Records from a collection:

━━━

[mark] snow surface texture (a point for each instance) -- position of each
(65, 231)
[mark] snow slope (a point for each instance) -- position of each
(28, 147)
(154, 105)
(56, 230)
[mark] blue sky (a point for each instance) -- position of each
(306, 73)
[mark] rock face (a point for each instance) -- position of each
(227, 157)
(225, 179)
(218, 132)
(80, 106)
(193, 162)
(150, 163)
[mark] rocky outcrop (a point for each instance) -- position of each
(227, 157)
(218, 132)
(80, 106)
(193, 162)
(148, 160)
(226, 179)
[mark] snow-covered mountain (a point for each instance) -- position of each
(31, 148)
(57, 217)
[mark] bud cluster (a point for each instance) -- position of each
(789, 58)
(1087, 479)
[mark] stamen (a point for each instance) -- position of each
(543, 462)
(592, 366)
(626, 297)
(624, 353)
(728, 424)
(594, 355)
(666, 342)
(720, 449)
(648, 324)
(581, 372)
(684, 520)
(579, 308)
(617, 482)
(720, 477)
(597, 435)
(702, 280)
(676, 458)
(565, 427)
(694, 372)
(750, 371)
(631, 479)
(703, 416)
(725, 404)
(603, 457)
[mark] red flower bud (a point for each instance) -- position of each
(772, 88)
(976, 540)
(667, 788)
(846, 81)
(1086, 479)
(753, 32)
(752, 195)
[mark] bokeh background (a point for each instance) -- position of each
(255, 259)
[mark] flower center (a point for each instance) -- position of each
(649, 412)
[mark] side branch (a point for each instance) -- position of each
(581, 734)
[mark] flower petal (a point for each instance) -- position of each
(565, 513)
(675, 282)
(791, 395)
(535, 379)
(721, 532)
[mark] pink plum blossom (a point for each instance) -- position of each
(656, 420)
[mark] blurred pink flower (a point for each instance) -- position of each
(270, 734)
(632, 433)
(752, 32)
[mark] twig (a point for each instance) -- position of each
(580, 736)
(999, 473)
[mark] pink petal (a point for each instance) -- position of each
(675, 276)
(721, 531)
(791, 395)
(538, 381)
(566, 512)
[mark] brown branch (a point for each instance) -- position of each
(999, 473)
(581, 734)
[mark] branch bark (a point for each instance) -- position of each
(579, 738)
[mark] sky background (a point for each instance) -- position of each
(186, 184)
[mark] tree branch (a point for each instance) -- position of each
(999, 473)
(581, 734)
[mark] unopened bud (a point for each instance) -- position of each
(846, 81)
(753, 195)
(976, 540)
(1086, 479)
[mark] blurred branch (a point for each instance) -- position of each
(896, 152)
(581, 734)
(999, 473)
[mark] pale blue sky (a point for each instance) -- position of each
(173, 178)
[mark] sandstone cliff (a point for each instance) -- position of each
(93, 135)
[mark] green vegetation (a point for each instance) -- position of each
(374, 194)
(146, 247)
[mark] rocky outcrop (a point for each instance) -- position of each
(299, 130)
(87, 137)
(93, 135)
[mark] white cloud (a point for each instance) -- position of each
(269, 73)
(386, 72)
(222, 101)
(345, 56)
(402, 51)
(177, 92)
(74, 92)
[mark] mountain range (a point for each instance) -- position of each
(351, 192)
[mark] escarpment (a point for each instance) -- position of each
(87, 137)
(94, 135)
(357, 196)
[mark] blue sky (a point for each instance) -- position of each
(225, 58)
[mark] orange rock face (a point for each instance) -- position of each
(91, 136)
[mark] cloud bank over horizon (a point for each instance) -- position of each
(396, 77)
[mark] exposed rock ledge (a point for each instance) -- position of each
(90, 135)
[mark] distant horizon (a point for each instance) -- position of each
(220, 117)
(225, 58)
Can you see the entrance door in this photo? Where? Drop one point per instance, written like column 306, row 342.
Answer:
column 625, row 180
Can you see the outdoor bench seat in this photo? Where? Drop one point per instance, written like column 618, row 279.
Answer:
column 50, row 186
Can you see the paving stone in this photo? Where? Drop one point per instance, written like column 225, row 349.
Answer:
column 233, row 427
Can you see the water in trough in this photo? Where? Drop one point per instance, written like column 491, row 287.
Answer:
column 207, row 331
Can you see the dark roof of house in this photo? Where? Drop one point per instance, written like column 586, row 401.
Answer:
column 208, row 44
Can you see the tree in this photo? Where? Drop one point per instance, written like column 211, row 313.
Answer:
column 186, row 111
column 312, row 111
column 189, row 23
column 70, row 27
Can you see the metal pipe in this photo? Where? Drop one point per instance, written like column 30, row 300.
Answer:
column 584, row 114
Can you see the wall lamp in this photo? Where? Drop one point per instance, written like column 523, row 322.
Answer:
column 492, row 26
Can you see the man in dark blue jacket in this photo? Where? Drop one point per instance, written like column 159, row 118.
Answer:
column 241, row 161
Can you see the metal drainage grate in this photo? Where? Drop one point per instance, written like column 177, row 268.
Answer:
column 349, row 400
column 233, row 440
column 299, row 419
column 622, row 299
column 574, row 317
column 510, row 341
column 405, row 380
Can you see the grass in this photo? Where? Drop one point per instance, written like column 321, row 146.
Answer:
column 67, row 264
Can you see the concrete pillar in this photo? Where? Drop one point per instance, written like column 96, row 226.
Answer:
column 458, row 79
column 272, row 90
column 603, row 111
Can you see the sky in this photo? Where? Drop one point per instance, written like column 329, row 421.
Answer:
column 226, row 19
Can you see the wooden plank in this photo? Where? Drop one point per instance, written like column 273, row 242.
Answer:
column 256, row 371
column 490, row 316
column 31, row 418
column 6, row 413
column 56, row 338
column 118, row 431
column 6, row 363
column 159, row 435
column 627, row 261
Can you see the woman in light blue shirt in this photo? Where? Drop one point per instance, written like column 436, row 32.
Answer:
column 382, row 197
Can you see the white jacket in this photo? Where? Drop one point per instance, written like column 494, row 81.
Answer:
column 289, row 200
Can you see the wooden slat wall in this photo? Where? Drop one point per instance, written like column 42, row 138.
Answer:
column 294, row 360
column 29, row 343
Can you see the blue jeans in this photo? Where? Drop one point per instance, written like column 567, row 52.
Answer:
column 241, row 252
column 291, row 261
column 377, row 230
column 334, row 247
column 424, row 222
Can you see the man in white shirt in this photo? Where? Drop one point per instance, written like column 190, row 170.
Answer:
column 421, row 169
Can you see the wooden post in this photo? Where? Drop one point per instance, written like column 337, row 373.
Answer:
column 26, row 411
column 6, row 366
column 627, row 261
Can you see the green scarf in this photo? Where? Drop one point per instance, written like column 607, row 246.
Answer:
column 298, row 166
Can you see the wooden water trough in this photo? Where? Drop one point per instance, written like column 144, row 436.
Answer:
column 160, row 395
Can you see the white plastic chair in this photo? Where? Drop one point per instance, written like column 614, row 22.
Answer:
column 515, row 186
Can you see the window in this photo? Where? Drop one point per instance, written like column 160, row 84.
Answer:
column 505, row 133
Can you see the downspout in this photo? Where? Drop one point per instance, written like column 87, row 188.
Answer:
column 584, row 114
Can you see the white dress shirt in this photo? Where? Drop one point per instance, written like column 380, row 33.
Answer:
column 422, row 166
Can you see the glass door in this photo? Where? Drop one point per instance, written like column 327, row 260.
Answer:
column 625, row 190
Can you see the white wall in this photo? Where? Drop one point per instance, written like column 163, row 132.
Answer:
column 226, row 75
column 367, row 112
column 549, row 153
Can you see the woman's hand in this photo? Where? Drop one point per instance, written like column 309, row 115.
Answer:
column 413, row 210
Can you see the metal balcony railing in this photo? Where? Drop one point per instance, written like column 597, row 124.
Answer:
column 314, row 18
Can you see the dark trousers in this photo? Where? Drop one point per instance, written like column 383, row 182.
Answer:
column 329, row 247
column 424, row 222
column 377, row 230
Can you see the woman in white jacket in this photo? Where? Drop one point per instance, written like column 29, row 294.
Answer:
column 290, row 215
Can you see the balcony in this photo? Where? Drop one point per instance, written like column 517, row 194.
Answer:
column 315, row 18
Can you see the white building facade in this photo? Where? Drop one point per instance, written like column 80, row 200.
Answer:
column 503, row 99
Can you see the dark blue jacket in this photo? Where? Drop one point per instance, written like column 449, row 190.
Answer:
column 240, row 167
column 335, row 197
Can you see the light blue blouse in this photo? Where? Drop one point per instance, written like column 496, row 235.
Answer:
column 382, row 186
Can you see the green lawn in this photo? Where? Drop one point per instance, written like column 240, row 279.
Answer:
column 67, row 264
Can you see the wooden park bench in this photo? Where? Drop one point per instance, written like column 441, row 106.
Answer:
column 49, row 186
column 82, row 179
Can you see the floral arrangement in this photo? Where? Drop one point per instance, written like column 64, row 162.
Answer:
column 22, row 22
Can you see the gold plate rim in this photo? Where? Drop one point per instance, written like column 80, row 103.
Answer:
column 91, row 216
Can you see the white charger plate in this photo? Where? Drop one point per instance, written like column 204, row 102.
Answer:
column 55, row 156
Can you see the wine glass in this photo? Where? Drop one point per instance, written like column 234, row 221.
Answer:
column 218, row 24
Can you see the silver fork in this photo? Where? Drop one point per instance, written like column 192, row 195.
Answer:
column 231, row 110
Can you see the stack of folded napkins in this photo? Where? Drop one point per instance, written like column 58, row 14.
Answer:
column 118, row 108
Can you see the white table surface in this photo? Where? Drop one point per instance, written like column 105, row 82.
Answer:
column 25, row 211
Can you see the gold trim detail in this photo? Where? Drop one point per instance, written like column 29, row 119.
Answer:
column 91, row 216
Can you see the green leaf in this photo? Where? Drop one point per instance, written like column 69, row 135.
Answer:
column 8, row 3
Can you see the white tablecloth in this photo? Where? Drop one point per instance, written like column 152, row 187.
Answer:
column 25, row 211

━━━

Tally the lines in the records above that contain the word "bench", and give only that number.

→ **Your response**
2